** START OF Extracted records **

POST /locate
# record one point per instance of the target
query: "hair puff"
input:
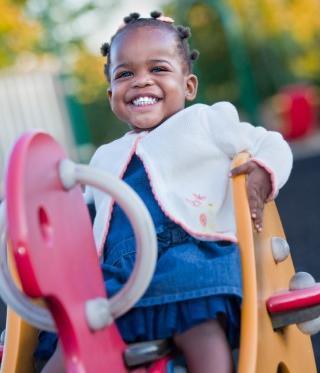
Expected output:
(184, 32)
(155, 14)
(194, 55)
(105, 49)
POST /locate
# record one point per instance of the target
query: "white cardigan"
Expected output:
(187, 159)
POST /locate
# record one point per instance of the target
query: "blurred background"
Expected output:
(262, 55)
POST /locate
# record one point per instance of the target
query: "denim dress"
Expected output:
(194, 280)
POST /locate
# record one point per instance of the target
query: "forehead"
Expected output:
(144, 42)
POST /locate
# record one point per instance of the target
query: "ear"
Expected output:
(109, 92)
(191, 87)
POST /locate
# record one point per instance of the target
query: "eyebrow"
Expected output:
(152, 60)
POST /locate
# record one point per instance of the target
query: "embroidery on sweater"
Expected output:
(196, 200)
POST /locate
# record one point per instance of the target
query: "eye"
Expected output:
(124, 74)
(157, 69)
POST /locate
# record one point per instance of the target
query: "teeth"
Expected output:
(141, 101)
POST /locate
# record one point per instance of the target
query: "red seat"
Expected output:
(294, 299)
(54, 250)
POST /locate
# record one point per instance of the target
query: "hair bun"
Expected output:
(131, 17)
(105, 49)
(184, 32)
(155, 14)
(194, 55)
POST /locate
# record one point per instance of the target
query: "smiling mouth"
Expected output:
(145, 101)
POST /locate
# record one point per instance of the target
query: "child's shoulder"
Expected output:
(114, 146)
(219, 108)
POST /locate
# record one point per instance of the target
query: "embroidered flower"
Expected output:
(203, 219)
(196, 199)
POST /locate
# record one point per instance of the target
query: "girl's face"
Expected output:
(149, 81)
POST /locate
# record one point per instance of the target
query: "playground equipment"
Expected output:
(48, 223)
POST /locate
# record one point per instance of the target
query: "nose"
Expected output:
(142, 80)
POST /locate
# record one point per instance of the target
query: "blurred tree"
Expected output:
(17, 33)
(280, 39)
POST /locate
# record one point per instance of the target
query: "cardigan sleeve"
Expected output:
(267, 148)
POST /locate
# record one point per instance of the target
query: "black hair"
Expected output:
(181, 33)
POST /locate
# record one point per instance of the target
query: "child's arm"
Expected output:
(259, 188)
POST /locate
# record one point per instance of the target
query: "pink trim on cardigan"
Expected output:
(121, 174)
(214, 237)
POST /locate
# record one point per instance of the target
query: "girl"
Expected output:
(178, 161)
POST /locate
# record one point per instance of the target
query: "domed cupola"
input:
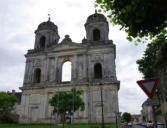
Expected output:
(96, 27)
(96, 17)
(48, 25)
(46, 35)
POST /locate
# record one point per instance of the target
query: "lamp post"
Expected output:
(117, 116)
(102, 115)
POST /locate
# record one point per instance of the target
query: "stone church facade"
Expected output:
(92, 69)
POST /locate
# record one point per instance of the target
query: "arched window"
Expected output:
(96, 35)
(42, 42)
(97, 71)
(37, 75)
(66, 71)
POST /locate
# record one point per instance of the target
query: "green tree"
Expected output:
(126, 117)
(139, 18)
(7, 102)
(63, 103)
(146, 64)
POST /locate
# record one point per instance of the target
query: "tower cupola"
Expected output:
(46, 35)
(96, 27)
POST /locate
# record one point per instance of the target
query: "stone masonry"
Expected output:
(93, 68)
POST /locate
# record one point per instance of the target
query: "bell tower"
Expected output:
(96, 28)
(46, 35)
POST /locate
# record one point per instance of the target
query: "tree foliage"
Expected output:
(139, 18)
(126, 117)
(7, 102)
(146, 64)
(63, 102)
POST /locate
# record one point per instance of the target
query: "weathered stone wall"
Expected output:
(35, 107)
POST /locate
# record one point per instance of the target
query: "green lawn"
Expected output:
(54, 126)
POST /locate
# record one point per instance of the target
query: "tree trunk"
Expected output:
(63, 120)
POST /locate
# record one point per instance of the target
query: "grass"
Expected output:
(54, 126)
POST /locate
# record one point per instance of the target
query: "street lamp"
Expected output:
(102, 115)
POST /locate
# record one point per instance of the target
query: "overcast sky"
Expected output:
(20, 18)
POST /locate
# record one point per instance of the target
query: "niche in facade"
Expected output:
(98, 71)
(42, 42)
(96, 35)
(37, 75)
(66, 71)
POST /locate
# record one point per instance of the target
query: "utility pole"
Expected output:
(102, 115)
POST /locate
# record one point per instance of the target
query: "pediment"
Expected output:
(67, 46)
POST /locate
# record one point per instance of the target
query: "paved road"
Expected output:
(133, 126)
(138, 126)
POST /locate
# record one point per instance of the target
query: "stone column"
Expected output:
(56, 70)
(85, 68)
(74, 68)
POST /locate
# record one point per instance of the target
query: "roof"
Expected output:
(96, 17)
(47, 25)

** END OF Extracted records **

What to produce:
Pull out every line above that contains the word "blurred", matching its case.

Full response:
query: "blurred background"
query: "blurred tree"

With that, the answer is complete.